* [What the exercise asks]: In the material below, change every "even-odd rule" to "nonzero winding rule" and reproduce the full material with nothing else altered.

Start of Material to process

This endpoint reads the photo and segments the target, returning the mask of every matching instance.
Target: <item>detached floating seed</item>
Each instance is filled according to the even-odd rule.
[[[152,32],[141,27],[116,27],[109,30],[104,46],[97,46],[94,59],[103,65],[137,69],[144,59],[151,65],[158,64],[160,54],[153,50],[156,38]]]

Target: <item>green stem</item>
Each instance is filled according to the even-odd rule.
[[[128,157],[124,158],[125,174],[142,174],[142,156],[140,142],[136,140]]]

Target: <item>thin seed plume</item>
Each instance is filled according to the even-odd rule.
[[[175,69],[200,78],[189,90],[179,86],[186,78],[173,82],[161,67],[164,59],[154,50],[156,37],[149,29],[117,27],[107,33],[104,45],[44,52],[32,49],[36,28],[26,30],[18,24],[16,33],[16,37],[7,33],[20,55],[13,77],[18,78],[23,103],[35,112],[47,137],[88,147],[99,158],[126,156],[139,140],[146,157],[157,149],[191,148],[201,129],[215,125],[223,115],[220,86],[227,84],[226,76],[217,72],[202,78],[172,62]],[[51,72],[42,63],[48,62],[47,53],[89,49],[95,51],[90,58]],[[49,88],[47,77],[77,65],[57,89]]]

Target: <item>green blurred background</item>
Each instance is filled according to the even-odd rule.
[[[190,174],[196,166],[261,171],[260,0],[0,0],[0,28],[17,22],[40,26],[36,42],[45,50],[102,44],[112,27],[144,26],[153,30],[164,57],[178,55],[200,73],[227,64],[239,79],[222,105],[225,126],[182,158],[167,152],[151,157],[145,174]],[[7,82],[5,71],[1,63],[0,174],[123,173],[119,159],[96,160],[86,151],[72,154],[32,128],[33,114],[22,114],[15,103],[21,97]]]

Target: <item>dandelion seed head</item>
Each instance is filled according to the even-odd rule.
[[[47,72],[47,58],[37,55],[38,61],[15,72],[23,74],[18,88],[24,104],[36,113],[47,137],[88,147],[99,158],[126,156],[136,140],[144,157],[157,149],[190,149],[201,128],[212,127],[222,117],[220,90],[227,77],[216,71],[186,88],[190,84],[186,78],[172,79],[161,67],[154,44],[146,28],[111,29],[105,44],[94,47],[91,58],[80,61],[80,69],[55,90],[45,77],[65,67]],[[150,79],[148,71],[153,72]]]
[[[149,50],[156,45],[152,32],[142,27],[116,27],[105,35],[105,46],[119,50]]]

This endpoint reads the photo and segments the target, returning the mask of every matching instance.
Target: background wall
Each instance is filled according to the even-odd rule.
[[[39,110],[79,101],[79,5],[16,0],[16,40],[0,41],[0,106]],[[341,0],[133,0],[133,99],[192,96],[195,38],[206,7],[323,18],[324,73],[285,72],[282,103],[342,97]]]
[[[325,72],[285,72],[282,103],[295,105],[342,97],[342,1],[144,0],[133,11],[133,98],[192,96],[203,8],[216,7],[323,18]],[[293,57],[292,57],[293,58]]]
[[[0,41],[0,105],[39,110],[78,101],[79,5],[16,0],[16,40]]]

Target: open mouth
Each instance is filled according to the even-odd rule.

End of Material to process

* [Solution]:
This endpoint reads the photo and segments the target, returning the mask of every matching instance.
Target: <item>detached floating seed</item>
Each instance is filled according to the nonzero winding rule.
[[[152,32],[141,27],[116,27],[109,30],[104,46],[97,46],[94,59],[103,65],[137,69],[144,59],[151,65],[158,64],[160,54],[153,50],[156,38]]]

Target: <item>green stem</item>
Each instance is filled according to the nonzero winding rule.
[[[128,157],[124,158],[125,174],[142,174],[142,156],[140,142],[136,140]]]

Target: <item>thin seed plume</item>
Each instance is filled according to the nonzero winding rule.
[[[175,69],[200,78],[189,90],[179,86],[186,78],[173,82],[161,67],[164,59],[154,50],[156,37],[149,29],[117,27],[107,33],[104,45],[44,52],[32,49],[36,28],[26,30],[18,24],[16,33],[16,37],[7,33],[20,55],[13,77],[18,78],[23,103],[35,112],[47,137],[88,147],[99,158],[126,156],[139,140],[146,157],[157,149],[191,148],[201,129],[215,125],[223,115],[220,86],[227,84],[226,76],[217,72],[202,78],[172,62]],[[51,72],[42,63],[48,62],[47,53],[89,49],[95,51],[90,58]],[[49,88],[47,77],[77,65],[57,89]]]

Target: <item>green blurred background</item>
Each instance is filled according to the nonzero winding rule.
[[[190,174],[196,166],[261,171],[260,0],[0,0],[0,28],[17,22],[40,26],[36,42],[45,50],[102,44],[112,27],[144,26],[153,30],[164,57],[178,55],[200,73],[227,64],[239,79],[222,105],[225,126],[182,158],[167,152],[151,157],[145,174]],[[7,82],[5,71],[1,63],[0,174],[123,173],[119,159],[96,160],[86,151],[72,154],[32,128],[33,114],[22,114],[15,103],[21,97]]]

Target: <item>dandelion seed head</item>
Each instance is filled according to the nonzero winding rule.
[[[47,72],[47,58],[37,55],[38,61],[15,72],[23,74],[18,88],[24,104],[36,113],[47,137],[88,147],[99,158],[126,156],[136,140],[144,157],[157,149],[190,149],[201,128],[212,127],[222,117],[220,90],[227,77],[216,71],[186,88],[190,84],[186,78],[172,79],[161,67],[154,44],[146,28],[111,29],[105,44],[94,47],[91,58],[80,61],[80,69],[55,90],[45,77],[65,67]],[[150,79],[148,71],[153,72]]]
[[[149,50],[156,45],[152,32],[142,27],[116,27],[105,35],[105,46],[119,50]]]

This endpoint reads the photo and segments the target, returning the mask of every matching instance.
Target: background wall
Each instance is filled according to the nonzero winding rule.
[[[39,110],[79,101],[79,5],[16,0],[16,40],[0,41],[0,106]],[[341,0],[133,0],[133,99],[192,96],[195,38],[206,7],[323,18],[324,73],[285,72],[282,103],[342,97]]]
[[[325,72],[285,72],[282,103],[295,105],[342,97],[342,1],[144,0],[133,11],[133,98],[192,96],[203,8],[216,7],[323,18]],[[293,57],[292,57],[293,58]]]
[[[0,41],[0,105],[39,110],[78,101],[79,5],[16,0],[16,40]]]

Target: open mouth
Each instance is filled according to the nonzero winding rule.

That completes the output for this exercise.